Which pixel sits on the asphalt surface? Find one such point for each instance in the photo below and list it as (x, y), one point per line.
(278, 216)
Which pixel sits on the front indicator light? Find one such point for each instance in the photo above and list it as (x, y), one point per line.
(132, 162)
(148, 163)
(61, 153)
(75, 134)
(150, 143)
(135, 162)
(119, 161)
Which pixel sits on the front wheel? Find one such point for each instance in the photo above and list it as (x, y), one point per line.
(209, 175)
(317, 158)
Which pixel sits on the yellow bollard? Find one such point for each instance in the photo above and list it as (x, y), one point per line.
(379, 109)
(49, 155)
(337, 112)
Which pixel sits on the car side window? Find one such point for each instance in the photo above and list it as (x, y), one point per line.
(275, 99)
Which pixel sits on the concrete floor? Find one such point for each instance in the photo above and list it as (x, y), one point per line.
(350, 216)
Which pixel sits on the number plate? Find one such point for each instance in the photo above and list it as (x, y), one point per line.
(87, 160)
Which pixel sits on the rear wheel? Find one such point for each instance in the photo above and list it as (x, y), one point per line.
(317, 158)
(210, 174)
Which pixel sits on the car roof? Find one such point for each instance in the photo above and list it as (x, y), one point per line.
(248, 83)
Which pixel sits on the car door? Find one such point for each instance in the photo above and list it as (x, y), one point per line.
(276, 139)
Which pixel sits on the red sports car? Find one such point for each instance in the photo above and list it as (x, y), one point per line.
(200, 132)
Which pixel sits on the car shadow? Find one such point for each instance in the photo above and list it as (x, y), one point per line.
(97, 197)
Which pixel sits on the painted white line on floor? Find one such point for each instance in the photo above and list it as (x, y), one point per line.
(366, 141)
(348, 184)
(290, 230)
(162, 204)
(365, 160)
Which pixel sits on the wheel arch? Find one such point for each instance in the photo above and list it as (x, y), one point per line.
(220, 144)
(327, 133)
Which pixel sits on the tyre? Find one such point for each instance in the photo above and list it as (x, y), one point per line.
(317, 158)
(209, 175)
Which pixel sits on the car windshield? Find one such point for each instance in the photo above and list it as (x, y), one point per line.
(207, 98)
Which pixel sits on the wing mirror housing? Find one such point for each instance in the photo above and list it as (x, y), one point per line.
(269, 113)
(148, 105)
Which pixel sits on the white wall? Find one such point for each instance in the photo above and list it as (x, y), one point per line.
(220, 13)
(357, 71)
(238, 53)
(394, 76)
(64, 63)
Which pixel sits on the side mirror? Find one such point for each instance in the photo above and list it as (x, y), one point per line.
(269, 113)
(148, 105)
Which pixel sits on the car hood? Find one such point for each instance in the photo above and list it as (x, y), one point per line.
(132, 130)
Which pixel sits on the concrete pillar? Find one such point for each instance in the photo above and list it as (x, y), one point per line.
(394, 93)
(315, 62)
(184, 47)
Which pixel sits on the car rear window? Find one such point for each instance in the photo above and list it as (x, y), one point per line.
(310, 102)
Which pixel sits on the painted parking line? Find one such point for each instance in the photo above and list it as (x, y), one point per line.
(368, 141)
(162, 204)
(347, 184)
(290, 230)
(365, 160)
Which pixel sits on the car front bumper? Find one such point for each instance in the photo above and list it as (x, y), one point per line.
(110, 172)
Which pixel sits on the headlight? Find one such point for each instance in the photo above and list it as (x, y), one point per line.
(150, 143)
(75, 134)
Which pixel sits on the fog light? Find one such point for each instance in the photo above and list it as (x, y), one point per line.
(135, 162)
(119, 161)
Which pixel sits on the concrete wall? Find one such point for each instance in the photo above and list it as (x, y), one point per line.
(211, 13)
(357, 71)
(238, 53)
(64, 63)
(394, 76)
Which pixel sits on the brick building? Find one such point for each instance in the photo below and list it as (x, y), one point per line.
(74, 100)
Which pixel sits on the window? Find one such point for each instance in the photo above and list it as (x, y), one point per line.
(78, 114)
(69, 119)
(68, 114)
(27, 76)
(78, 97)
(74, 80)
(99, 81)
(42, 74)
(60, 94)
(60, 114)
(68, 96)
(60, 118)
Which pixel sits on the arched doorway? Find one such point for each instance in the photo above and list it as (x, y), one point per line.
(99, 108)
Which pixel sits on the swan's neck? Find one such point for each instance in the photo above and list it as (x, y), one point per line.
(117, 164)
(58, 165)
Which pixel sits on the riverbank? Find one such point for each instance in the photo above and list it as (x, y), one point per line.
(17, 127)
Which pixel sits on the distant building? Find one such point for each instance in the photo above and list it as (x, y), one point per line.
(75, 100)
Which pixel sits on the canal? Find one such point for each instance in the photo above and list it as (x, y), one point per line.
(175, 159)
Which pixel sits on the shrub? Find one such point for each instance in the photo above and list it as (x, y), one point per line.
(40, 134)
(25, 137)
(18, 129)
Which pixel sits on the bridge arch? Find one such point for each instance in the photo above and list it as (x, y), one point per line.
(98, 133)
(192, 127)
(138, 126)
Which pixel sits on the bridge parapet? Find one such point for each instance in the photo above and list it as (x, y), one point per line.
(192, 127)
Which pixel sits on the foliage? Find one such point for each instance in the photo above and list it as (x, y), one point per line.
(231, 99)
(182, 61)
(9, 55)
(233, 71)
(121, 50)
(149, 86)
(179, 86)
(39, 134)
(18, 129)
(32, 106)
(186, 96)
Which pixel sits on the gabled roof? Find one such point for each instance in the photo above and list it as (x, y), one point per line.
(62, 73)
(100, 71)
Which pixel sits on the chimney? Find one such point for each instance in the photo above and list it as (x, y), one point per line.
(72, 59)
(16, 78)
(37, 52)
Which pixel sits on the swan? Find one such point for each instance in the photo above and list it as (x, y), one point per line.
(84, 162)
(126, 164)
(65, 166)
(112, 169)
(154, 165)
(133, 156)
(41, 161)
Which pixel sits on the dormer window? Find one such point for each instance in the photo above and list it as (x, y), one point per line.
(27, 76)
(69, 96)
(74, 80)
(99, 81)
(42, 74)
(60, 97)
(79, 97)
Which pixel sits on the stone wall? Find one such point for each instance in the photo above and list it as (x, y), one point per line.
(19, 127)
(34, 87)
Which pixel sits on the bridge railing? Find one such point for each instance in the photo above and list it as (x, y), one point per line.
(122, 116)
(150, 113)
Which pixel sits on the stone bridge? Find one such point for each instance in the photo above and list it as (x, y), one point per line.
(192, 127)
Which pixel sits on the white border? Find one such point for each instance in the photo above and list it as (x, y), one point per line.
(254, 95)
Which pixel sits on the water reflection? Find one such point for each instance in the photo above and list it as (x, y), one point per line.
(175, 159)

----

Your task is to repeat every line exactly.

SOLUTION TO THE PROBLEM:
Which pixel sits on the asphalt surface? Find one such point for each instance in the photo below and list it as (x, y), one point per line.
(278, 216)
Which pixel sits on the front indicator light? Find one such point for each instance in the photo above and list it as (x, y), one point per line.
(132, 162)
(148, 163)
(61, 153)
(75, 134)
(150, 143)
(135, 162)
(119, 161)
Which pixel sits on the front wheel? Find one such point for each instance in the photo above and list it as (x, y), one point per line.
(209, 175)
(317, 158)
Which pixel sits on the yellow bollard? Find one such point for each instance in the photo above and list it as (x, y), one point per line.
(379, 109)
(49, 155)
(337, 112)
Which pixel sits on the car side window? Find one such point for each instance in the photo above and list it as (x, y), one point per line.
(275, 99)
Which pixel sits on the concrete floor? Find one such point for each instance in the photo above and list it as (x, y), one point per line.
(350, 216)
Which pixel sits on the number plate? Find one such point for each instance in the photo above and list it as (x, y), one point per line.
(87, 160)
Which pixel sits on the rear wheel? Find one such point for each instance in the photo above and list it as (x, y), one point per line.
(317, 158)
(210, 174)
Which pixel sits on the car roof? Find one such point for each instance in the photo above and list it as (x, y), one point per line.
(248, 83)
Which pixel sits on the car door? Find one such point for each instance in the photo above and list it as (x, y), one point per line.
(276, 139)
Which pixel sits on the red sports car? Find one such point for each instance in the photo above and list it as (x, y), one point per line.
(200, 132)
Which pixel sits on the car shadow? Find one such point for each instance in the photo above and list it as (x, y), one point per line.
(97, 197)
Which pixel sits on the painted white line on floor? Find one such point for each instance in the photo above and list it as (x, y), one point per line.
(366, 141)
(348, 184)
(290, 230)
(162, 204)
(365, 160)
Which pixel sits on the wheel arch? Find one such point for each instance in the photo above and list it as (x, y), one point per line.
(220, 144)
(327, 133)
Which pixel sits on the tyre? Find one such point for each instance in the photo above and list it as (x, y), one point per line.
(317, 158)
(209, 175)
Which pixel sits on the car windshield? Find one such point for each instance in the photo above and list it as (x, y), one point per line.
(207, 98)
Which pixel sits on the wing mirror housing? Find one such point for each instance in the photo above and list it as (x, y), one point per line.
(269, 113)
(148, 105)
Which pixel sits on the white wall? Find one such point for each instance in the photo above and list it as (x, y), one point per line.
(220, 13)
(357, 71)
(238, 53)
(394, 76)
(64, 63)
Which pixel sits on the side mirror? Find one such point for each instance in the photo above and list it as (x, y), one point per line.
(269, 113)
(148, 105)
Which pixel sits on the car hood? Find one such point for each instance in the photo above and list it as (x, y), one point per line.
(132, 130)
Which pixel sits on the concrete pillar? Find one such point for each instance in the photo above and list it as (x, y), one point per line.
(394, 93)
(315, 62)
(184, 47)
Which pixel sits on the car rear window? Find one such point for each instance in the photo above and list it as (x, y), one point per line.
(310, 102)
Which pixel sits on the painted parking line? Find one such point for each instance in the photo above and list it as (x, y), one point per line.
(368, 141)
(162, 204)
(347, 184)
(290, 230)
(365, 160)
Which pixel sits on the car front bumper? Find one such point for each instance in the photo above and list it as (x, y), one point per line.
(110, 172)
Which pixel sits on the headlight? Find one such point for each instance in the photo above and list it as (x, y), one point per line.
(150, 143)
(75, 134)
Which pixel sits on the fog light? Find one such point for each instance in the photo above and list it as (x, y), one point per line.
(135, 162)
(119, 161)
Which pixel sits on the concrete wall? Find one such point for each instance in the photo above and list it as (x, y), one point per line.
(211, 13)
(357, 71)
(238, 53)
(64, 63)
(394, 76)
Which pixel sits on the brick building? Find one such point for each instance in the photo below and list it as (x, y), one point per line.
(74, 100)
Which pixel sits on the window? Find one such point for each instance in the photo above and list it as (x, y), one point per line.
(78, 114)
(69, 119)
(68, 114)
(27, 76)
(78, 97)
(74, 80)
(99, 81)
(42, 74)
(60, 94)
(60, 114)
(68, 96)
(60, 118)
Which pixel sits on the arched doorway? Find one such point for each instance in the photo above and list it as (x, y), one point per line.
(99, 108)
Which pixel sits on the swan's neck? Find one such point for each instance in the photo above and list it as (x, y), one point per line.
(117, 164)
(58, 165)
Which pixel sits on the riverbank? Find one such point for each instance in the photo above and list it as (x, y), one point per line.
(17, 127)
Which pixel sits on the distant building? Find one such point for each instance in the photo above and list it as (x, y), one point per line.
(75, 100)
Which pixel sits on the canal? Find one such point for each instance in the photo above and list it as (x, y), one point per line.
(175, 159)
Which pixel sits on the shrub? Find one such point for each instance in the photo above and list it as (x, y), one point per line.
(40, 134)
(25, 137)
(18, 129)
Which pixel sits on the bridge arch? Find one such point for each instance in the photo above and list it as (x, y), one point per line.
(98, 133)
(192, 127)
(138, 126)
Which pixel sits on the bridge parapet? Find one such point for each instance in the photo above and list it as (x, y), one point per line.
(192, 127)
Which pixel sits on the foliage? Find one such point for each instance in the photo above and list it as (x, y), one point per line.
(231, 99)
(182, 61)
(9, 55)
(233, 71)
(121, 50)
(149, 86)
(179, 86)
(39, 134)
(18, 129)
(32, 106)
(186, 96)
Which pixel sits on the gabled roof? Find one such point for each instance in the photo above and list it as (x, y), one point per line.
(62, 73)
(100, 71)
Which pixel sits on the chimney? Find one such point for each instance in the photo above and list it as (x, y), one point per line.
(72, 59)
(16, 78)
(37, 52)
Which pixel sits on the swan? Find one such point for each instance in the photo above and list it as (x, y), one point per line.
(84, 162)
(126, 164)
(65, 166)
(112, 169)
(154, 165)
(133, 156)
(41, 161)
Which pixel sits on the dormer window? Find one such point for each instance in the photo above and list it as (x, y), one point per line.
(27, 76)
(69, 96)
(74, 80)
(99, 81)
(42, 74)
(60, 97)
(79, 97)
Which pixel sits on the stone wall? Find one such point for each instance in the photo above and list it as (x, y), one point per line.
(19, 127)
(34, 87)
Which pixel sits on the bridge railing? Find one such point for each instance in the photo above and list it as (x, y), one point per line.
(122, 116)
(150, 113)
Which pixel sits on the stone bridge? Find one such point for each instance in the photo above and list it as (x, y), one point per line.
(192, 127)
Which pixel sits on the white border? Find one such point for each instance in the photo above and list it as (x, y), one point per line.
(254, 95)
Which pixel sits on the water reflection? Find one such point for each instance in the photo above and list it as (x, y), one point per line.
(175, 159)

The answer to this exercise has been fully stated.